Here is an example of what I did when I used Beautiful Soup to scrape all of the data from the Concept 2 Website!

#The loop to scrape the C2 data
for x in (season):
    #creating the season variable for the scrape
    currenet_season = x
    
    #getting the first page of the season
    initial_url = f'{url}/{currenet_season}/rower/2000'
    
    #getting splinter to visit the site and create a soup element to parse
    browser.visit(initial_url)
    html = browser.html
    soup = bs(html, 'lxml')
    
    #finding the number of pages for for each season
    page_numbers = int(soup.select("div > ul[class=pagination] > li")[11].text)
    
    #appending the first page to the dataframe
    twoK2021 = twoK2021.append(pd.read_html(initial_url)[1], ignore_index = True)
    
    #print record to keep track of the process
    print(f'{page_numbers} pages in {currenet_season}')
    print(f'starting to progess {currenet_season}')
    
    #the loop for the later pages
    for x in range (2, page_numbers + 1):
        #creating the search url for the later pages
        search_url = f'{url}/{currenet_season}/rower/2000?page={x}'
        
        #appending the pages to the dataframe
        twoK2021 = twoK2021.append(pd.read_html(search_url)[1], ignore_index = True)
        
        #printing record to keep track
        print(f'processing {currenet_season}, {x} of {page_numbers}')

#exit out of the browser
browser.quit()

## INSTRUCTIONS
**a.** In the Concept 2 scraping code, which parser does the code pass to Beautiful Soup when building the soup object?
**b.** Print the stretch of the Concept 2 scraping code from "#the loop for" through "browser.quit()".
**c.** Proceed with the Concept 2 scraping post, picking up after its final line.

## Items from a data source

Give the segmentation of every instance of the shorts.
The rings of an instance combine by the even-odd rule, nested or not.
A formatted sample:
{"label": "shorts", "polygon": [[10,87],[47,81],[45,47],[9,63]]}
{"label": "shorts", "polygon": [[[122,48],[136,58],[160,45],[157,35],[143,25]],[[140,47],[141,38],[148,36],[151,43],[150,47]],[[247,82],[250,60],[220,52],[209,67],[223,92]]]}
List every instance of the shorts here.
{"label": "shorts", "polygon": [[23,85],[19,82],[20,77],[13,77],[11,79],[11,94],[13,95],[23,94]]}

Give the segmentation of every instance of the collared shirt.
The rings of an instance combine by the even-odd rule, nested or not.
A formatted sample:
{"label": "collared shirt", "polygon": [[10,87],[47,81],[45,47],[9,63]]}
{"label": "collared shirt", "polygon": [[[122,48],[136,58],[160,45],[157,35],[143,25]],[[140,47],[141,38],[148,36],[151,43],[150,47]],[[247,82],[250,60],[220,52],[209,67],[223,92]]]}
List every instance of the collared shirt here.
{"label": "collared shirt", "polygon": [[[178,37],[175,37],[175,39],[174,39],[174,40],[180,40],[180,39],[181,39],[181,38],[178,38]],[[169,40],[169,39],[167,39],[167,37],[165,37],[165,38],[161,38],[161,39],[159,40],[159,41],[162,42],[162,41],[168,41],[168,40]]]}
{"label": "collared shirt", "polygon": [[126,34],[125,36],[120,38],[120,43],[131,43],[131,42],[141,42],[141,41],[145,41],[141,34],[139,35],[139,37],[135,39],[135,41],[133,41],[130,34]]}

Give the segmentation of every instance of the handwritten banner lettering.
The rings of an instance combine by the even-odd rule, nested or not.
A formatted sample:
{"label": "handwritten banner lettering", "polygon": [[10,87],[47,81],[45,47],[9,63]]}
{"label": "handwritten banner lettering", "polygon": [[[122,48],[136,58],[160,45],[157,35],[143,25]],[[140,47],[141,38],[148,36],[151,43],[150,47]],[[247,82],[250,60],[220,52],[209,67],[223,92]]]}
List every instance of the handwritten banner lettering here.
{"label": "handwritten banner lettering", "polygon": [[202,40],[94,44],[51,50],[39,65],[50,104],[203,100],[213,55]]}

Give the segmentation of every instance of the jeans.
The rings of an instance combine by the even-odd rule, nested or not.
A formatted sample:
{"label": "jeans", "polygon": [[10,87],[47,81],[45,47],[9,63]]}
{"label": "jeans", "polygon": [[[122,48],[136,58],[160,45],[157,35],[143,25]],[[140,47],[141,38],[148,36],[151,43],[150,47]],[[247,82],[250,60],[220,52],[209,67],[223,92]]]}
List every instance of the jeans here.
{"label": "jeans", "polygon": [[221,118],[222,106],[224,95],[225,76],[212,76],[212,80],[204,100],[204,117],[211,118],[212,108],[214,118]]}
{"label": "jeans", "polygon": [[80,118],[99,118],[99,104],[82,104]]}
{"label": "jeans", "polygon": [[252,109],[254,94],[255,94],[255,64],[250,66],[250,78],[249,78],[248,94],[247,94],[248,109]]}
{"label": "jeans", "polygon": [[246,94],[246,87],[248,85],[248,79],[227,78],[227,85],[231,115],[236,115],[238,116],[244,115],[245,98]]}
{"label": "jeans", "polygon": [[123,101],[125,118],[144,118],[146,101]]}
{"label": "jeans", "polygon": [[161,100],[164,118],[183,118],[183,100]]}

## RESPONSES BY TASK
**a.** 'lxml'

**b.**
#the loop for the later pages
    for x in range (2, page_numbers + 1):
        #creating the search url for the later pages
        search_url = f'{url}/{currenet_season}/rower/2000?page={x}'
        
        #appending the pages to the dataframe
        twoK2021 = twoK2021.append(pd.read_html(search_url)[1], ignore_index = True)
        
        #printing record to keep track
        print(f'processing {currenet_season}, {x} of {page_numbers}')

#exit out of the browser
browser.quit()

**c.**
For more information about the power of beautiful soup follow this link! https://www.crummy.com/software/BeautifulSoup/bs4/doc/

Pandas

Here is an example of a function that I wrote that I used when I iterated through the dataframes to clean them with Pandas

#the function to clean the for time tests
def clean_forTime (df, distance, testname):
    #adding a column with the test name
    df['Test'] = testname
    
    #drop any rows that don't have a value in time
    df = df.dropna(subset=['Time'])
    
    #apply the mintocec function to the time column
    df['Seconds'] = df['Time'].apply(mintosec)
    
    #find the split time with the C2 formula
    df['Split'] = df['Seconds'].apply(lambda x: round(500*(x/distance), 2))
    
    #find the watts with the C2 formula
    df['Watts'] = df['Split'].apply(lambda x: round(2.8/(x/500)**3,2))
    
    #sort the dataframe by watts, highest value at the top
    df.sort_values(by = ['Watts'], ascending=False)
    
    #drop any unnecessary columns
    df = df.drop(columns=['Unnamed: 0', 'Pos.', 'Type'])
    
    #drop all of the rows that do not have a verified distance
    df = df[df['Verified'] != 'No']
    
    #send the dataframe to CSV with out an index
    df.to_csv(f'../CSVs/cleaned/{testname}.csv', index = False)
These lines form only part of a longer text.